== Text shown

Massachusetts Guard helps process unemployment claims

By Sgt. 1st Class Laura Berry | Massachusetts National GuardJune 25, 2020

Massachusetts Guard helps process unemployment claims
Spc. Lionel Courturier and Spc. William Casey, combat engineers with the 182nd Engineer Company (SAPPER), Massachusetts National Guard, take a quick break to brief the plans for the unit patch and T-shirt they designed while assigned to Task Force Steel Dragon June 18, 2020. TF Steel Dragon is helping process a surge in unemployment cases submitted during the COVID-19 pandemic. (Photo Credit: Sgt. 1st Class Laura Berry) VIEW ORIGINAL

MILFORD, Mass – Sixty Soldiers from the Massachusetts National Guard – The Nation's First have been activated by Gov. Charlie Baker to help process a surge in unemployment claims due to the COVID-19 pandemic.

The Guard's "Steel Dragon" task force is processing about 6,000 of the 9,800 cases a day handled by the state as part of Operation Honest Pay. The cases are pandemic claims and are separate from the normal workload of the Department of Unemployment Assistance.

Guard members are handling the claims from June 1 to Aug. 31.

"The reality of what they are doing on the ground is we are helping the American people to get the money that they deserve, to help their families – their daily, monthly cost of living during these challenging times," said Maj. Charles Huynh, brigade intelligence officer for the 151st Regional Support Group and officer in charge of TF Steel Dragon.

====
== Recorded data

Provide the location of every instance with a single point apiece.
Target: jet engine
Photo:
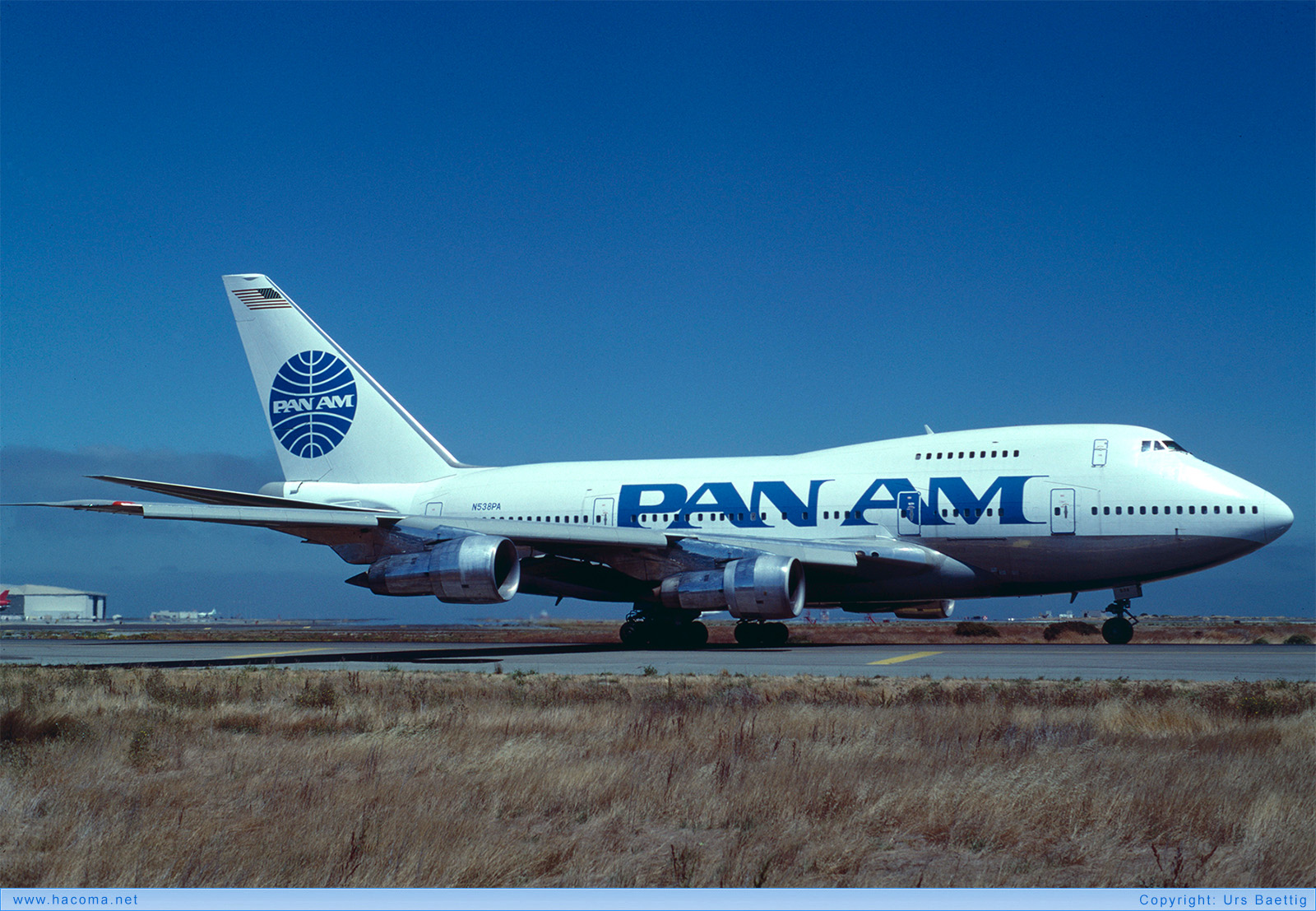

====

### [Directions for this task]
Answer these questions from the article on the Massachusetts Guard and unemployment claims.
1. How many Soldiers did Gov. Charlie Baker activate?
2. Of the 9,800 cases the state handles each day, about how many does the "Steel Dragon" task force process?
3. Over what dates are Guard members handling the claims?
Answer from the text on the Guard's unemployment work only.

### [Written solution]
1. Sixty.
2. About 6,000.
3. June 1 to Aug. 31.